*Exercise details:*
Find the lines holding the string "goalie" in the data, then copy all of them.

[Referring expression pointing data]
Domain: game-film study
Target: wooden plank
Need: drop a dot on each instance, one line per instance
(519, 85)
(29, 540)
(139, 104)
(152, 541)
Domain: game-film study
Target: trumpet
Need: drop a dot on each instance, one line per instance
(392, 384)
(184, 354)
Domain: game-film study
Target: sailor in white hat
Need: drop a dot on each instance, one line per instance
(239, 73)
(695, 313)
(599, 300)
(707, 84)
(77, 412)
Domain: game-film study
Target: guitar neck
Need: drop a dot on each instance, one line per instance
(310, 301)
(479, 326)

* * *

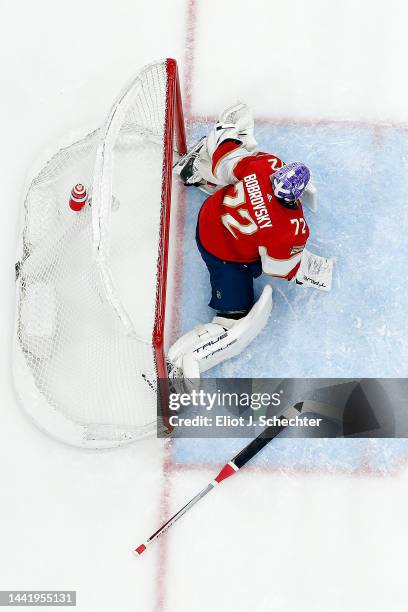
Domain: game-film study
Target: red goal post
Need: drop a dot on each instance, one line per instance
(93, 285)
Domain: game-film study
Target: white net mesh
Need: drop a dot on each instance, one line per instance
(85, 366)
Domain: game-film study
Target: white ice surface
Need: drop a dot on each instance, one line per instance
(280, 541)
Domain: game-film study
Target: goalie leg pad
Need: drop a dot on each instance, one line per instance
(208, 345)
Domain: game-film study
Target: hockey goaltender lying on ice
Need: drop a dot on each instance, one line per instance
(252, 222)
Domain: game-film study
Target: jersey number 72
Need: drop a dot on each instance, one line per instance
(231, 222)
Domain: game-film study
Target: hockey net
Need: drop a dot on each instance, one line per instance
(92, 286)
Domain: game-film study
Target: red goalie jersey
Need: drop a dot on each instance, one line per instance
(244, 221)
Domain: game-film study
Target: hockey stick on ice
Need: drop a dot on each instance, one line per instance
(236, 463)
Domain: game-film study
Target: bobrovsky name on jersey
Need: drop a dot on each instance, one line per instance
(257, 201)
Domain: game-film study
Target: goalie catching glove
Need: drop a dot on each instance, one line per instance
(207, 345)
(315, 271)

*Finished task:*
Target: goalie leg pad
Target: red goalie jersey
Target: goalie catching glove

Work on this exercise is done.